» Selected passage:
.....

6 Classic Movies Made Possible by Reckless Endangerment

#3. The Good, the Bad, and the Ugly Almost Featured a Real Decapitation

The Good, the Bad, and the Ugly is probably the most respected Western of all time, and now that we've said the name of the movie, you can't get the theme song out of your head (nor should you want to, it's awesome). There's a scene at some point during the 80 hours this thing lasts where Eli Wallach's character, Tuco (aka the Ugly), leaps from a train, bringing a guard he's handcuffed to with him.


"I can't pee if you're watching, or if I haven't murdered someone."

Tuco kills the guard when they land, but since he can't go around the desert dragging behind a uniformed corpse, he lies down near the railroad tracks and lets an oncoming train break the handcuff's chain for him.


This was also how they opened walnuts in the Old West.

Today, they would have added the train digitally and just told the actor to use his imagination, but since this was before CGI or giving a shit if actors died, they really had Wallach lie down next to a speeding train. What Wallach didn't notice (because he was too busy hugging the ground and trying not to cry) was that this particular train had iron steps that were just inches away from the ground ... meaning that if he had decided to get up before it had finished passing, he would have been decapitated.

You can actually see the potentially head-cutting steps in another shot:


The Good and the Bad just doesn't have the same ring to it.

Director Sergio Leone either didn't know about the steps or didn't bother to mention them to Wallach. Considering that this wasn't the only time Wallach could have died during this shoot, we're going with the second option. The other came in this scene, where Tuco was going to be hanged but was saved at the last second by Clint Eastwood's character shooting the rope. For the scene, Wallach was sitting on a horse with a noose around his neck and his hands tied behind his back. There was a small charge of dynamite on the rope to make sure it split when Eastwood fired his prop gun.


"Can't I just pretend to have my hands tied?"
"... No."

The problem was that the horse was so immersed in its part that it really got spooked by the noise and took off -- it galloped for about a mile with Wallach on its back, arms still tied, totally unable to control the horse, or stop it. And of course, no one thought to secure the actor to the horse or anything like that: Wallach says he had to hold on to the animal with his knees and hope he wasn't thrown to the ground, snapping his neck or worse in the process.


"Shit, someone go find his corpse so we can at least reshoot the hanging."

#2. Buster Keaton Just Didn't Give a Fuck

Buster Keaton was like a cross between Charlie Chaplin and the entire cast of Jackass. Chaplin may have been the more popular silent comedy star, but Keaton succeeded at being infinitely more badass, as evidenced by his insanely dangerous stunts.


Those are the eyes of a man who doesn't know fear.

For example, if there's one gag from Keaton's movies you're familiar with, it's the one in Steamboat Bill, Jr. from 1924, where a guy is standing in front of a building during a cyclone and the entire wall of the building falls on him -- fortunately, he's standing in just the right spot to not be flattened, because he was lined up with where the window was cut.

How do you suppose they did that? A cardboard facade? Photo trickery? Animatronics? Nothing so fancy: They just dropped a two-ton wall on a guy and hoped he didn't get squashed. And yes, that's the real Buster Keaton, not a double, and since he also co-wrote and co-directed this movie, it's his own damn fault he was there.

.....

» Action item A: According to the movie stunts article, in what year did Steamboat Bill, Jr. come out?
The article and the entries that follow it come from unrelated sources.

.....

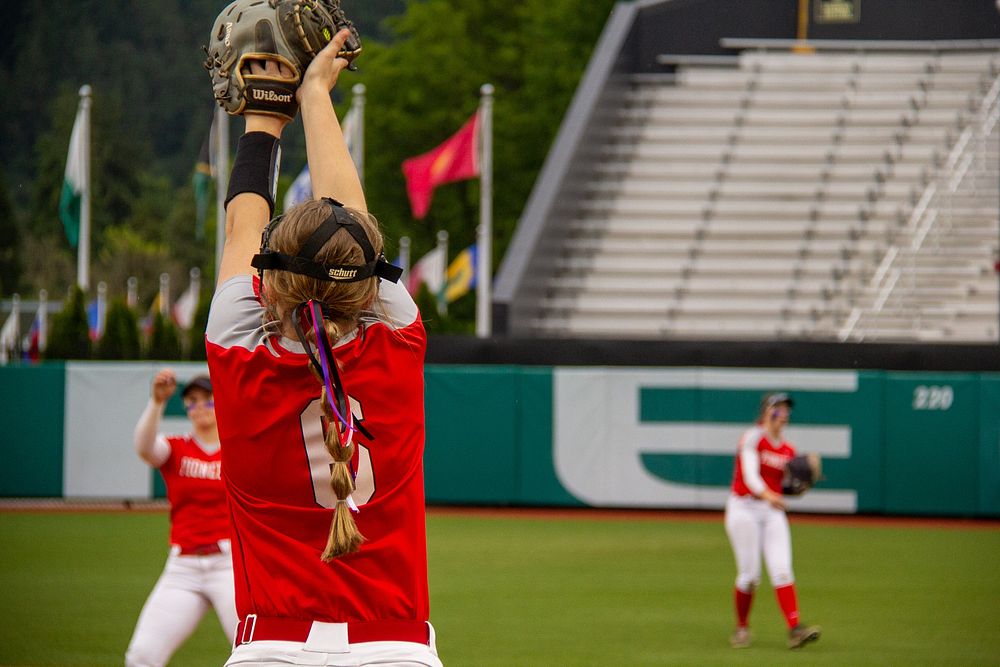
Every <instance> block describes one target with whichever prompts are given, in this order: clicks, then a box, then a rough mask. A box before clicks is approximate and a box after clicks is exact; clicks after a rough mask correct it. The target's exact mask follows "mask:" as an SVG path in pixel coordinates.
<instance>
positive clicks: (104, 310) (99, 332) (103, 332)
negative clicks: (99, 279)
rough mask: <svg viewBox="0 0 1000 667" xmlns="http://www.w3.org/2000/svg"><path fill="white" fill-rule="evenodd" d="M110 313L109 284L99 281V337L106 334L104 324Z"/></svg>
mask: <svg viewBox="0 0 1000 667" xmlns="http://www.w3.org/2000/svg"><path fill="white" fill-rule="evenodd" d="M107 313H108V284H107V283H106V282H104V281H103V280H102V281H101V282H99V283H97V337H98V339H99V338H101V337H102V336H103V335H104V325H105V324H106V323H107Z"/></svg>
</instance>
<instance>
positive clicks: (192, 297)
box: [170, 281, 199, 330]
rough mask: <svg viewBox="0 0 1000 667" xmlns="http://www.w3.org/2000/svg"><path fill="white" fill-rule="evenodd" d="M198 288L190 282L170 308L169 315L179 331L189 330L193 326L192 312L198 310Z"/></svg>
mask: <svg viewBox="0 0 1000 667" xmlns="http://www.w3.org/2000/svg"><path fill="white" fill-rule="evenodd" d="M198 287H199V286H198V284H197V283H196V282H195V281H191V283H189V284H188V288H187V289H186V290H184V293H183V294H181V295H180V296H179V297H178V298H177V301H175V302H174V305H173V307H172V308H171V313H170V314H171V315H173V318H174V322H176V323H177V326H179V327H180V328H181V329H185V330H187V329H190V328H191V325H192V324H194V311H195V310H197V309H198Z"/></svg>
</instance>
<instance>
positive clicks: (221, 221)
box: [209, 107, 229, 277]
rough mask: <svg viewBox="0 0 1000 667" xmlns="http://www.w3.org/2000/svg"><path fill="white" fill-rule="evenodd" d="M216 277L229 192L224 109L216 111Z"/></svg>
mask: <svg viewBox="0 0 1000 667" xmlns="http://www.w3.org/2000/svg"><path fill="white" fill-rule="evenodd" d="M215 125H216V132H215V146H212V147H210V148H209V150H215V151H217V153H216V154H215V275H216V277H218V275H219V266H220V265H221V264H222V248H223V247H224V246H225V245H226V193H227V191H228V190H229V114H228V113H226V110H225V109H223V108H222V107H218V108H216V110H215Z"/></svg>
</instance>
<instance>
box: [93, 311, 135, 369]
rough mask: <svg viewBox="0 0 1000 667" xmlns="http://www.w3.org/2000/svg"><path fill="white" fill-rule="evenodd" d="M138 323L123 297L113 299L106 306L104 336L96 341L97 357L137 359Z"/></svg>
mask: <svg viewBox="0 0 1000 667" xmlns="http://www.w3.org/2000/svg"><path fill="white" fill-rule="evenodd" d="M141 352H142V347H141V345H140V341H139V323H138V319H137V318H136V316H135V313H133V312H132V310H131V309H130V308H129V307H128V305H127V304H126V303H125V300H124V299H121V298H119V299H115V300H113V301H112V302H111V305H109V306H108V316H107V321H106V322H105V326H104V336H103V337H102V338H101V339H100V340H99V341H98V342H97V348H96V350H95V351H94V357H95V358H97V359H139V358H141Z"/></svg>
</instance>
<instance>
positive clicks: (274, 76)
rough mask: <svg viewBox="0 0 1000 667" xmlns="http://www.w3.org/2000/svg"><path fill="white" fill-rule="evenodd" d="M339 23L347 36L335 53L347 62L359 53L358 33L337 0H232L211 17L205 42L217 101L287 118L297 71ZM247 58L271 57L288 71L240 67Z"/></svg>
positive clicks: (300, 71) (293, 111)
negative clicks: (208, 32) (214, 18)
mask: <svg viewBox="0 0 1000 667" xmlns="http://www.w3.org/2000/svg"><path fill="white" fill-rule="evenodd" d="M344 28H347V29H348V30H350V31H351V36H350V37H349V38H348V40H347V42H346V43H345V44H344V48H343V49H341V51H340V53H339V54H338V55H339V56H340V57H341V58H344V59H346V60H347V61H348V62H350V61H353V60H354V58H356V57H357V56H358V54H359V53H361V38H360V36H359V35H358V31H357V30H356V29H355V28H354V24H353V23H351V21H349V20H348V19H347V17H346V16H345V15H344V12H343V10H342V9H341V8H340V0H236V1H235V2H233V3H231V4H230V5H229V6H228V7H226V8H225V9H224V10H222V13H221V14H219V17H218V18H217V19H215V25H214V26H213V28H212V36H211V39H210V41H209V44H208V45H207V46H205V47H204V48H205V54H206V55H207V58H206V60H205V69H207V70H208V72H209V75H210V76H211V77H212V89H213V91H214V93H215V99H216V101H217V102H218V103H219V106H221V107H222V108H224V109H225V110H226V111H228V112H229V113H230V114H232V115H234V116H240V115H242V114H244V113H247V112H254V113H263V114H269V115H272V116H279V117H281V118H285V119H287V120H292V118H294V117H295V114H296V112H297V111H298V102H296V100H295V91H296V89H297V88H298V87H299V83H300V82H301V80H302V74H303V73H304V72H305V69H306V67H308V65H309V63H310V62H312V59H313V58H315V57H316V54H317V53H319V51H320V50H321V49H322V48H323V47H324V46H326V45H327V44H328V43H329V42H330V40H331V39H333V36H334V35H335V34H337V32H338V31H340V30H342V29H344ZM248 60H259V61H269V60H270V61H273V62H276V63H279V64H281V65H284V66H285V67H286V68H288V70H289V71H290V72H291V74H290V75H289V76H281V75H278V74H274V75H270V74H267V75H265V74H250V73H249V72H248V71H246V72H245V71H244V69H245V68H246V67H247V61H248Z"/></svg>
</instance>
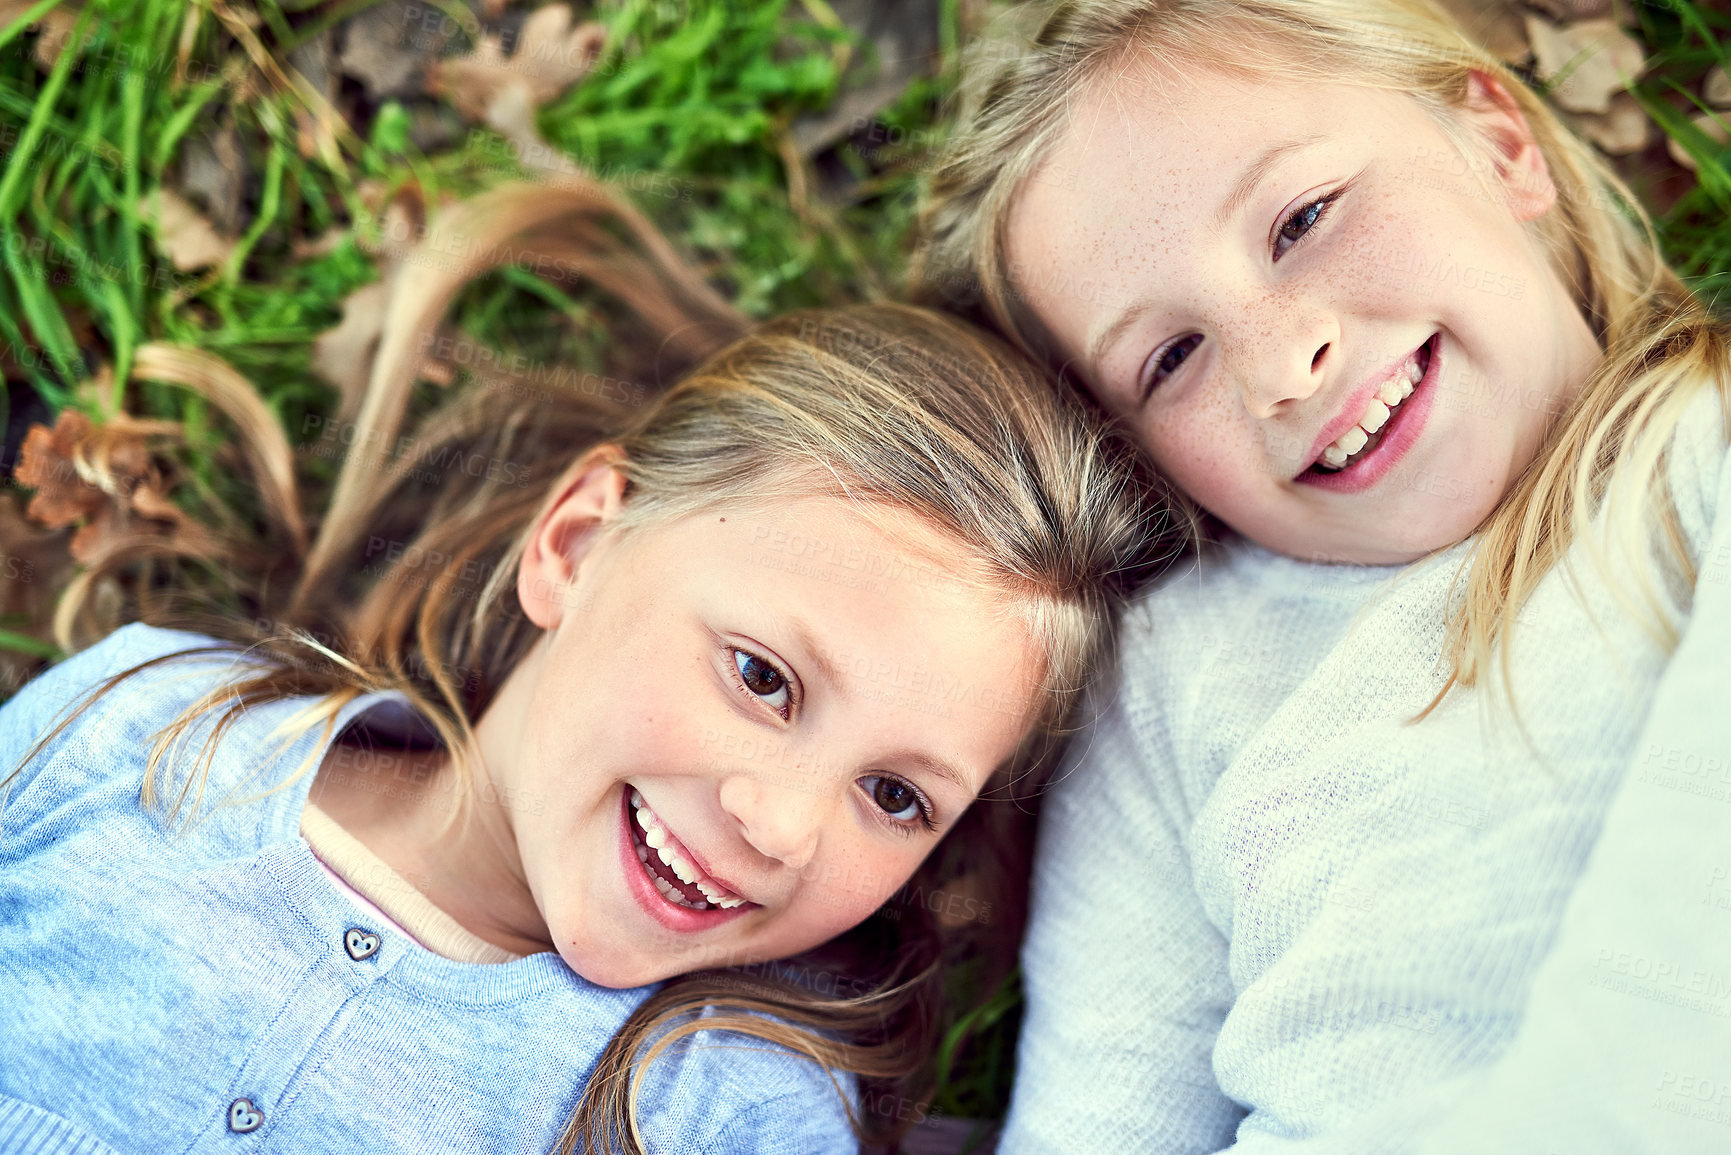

.....

» Action item B: Write out the part of the entries that opens with their first line and closes with the line containing "box: [170, 281, 199, 330]". Leave the pictures out.

» Response A: 1924

» Response B:
Every <instance> block describes one target with whichever prompts are given, in this order: clicks, then a box, then a rough mask. A box before clicks is approximate and a box after clicks is exact; clicks after a rough mask correct it. The target's exact mask follows "mask:" as an SVG path in pixel coordinates.
<instance>
positive clicks: (104, 310) (99, 332) (103, 332)
negative clicks: (99, 279)
rough mask: <svg viewBox="0 0 1000 667" xmlns="http://www.w3.org/2000/svg"><path fill="white" fill-rule="evenodd" d="M110 313L109 284L99 281V337L106 334L104 324Z"/></svg>
mask: <svg viewBox="0 0 1000 667" xmlns="http://www.w3.org/2000/svg"><path fill="white" fill-rule="evenodd" d="M107 313H108V284H107V283H106V282H104V281H103V280H102V281H101V282H99V283H97V337H98V339H99V338H101V337H102V336H103V335H104V325H105V324H106V323H107Z"/></svg>
</instance>
<instance>
positive clicks: (192, 297)
box: [170, 281, 199, 330]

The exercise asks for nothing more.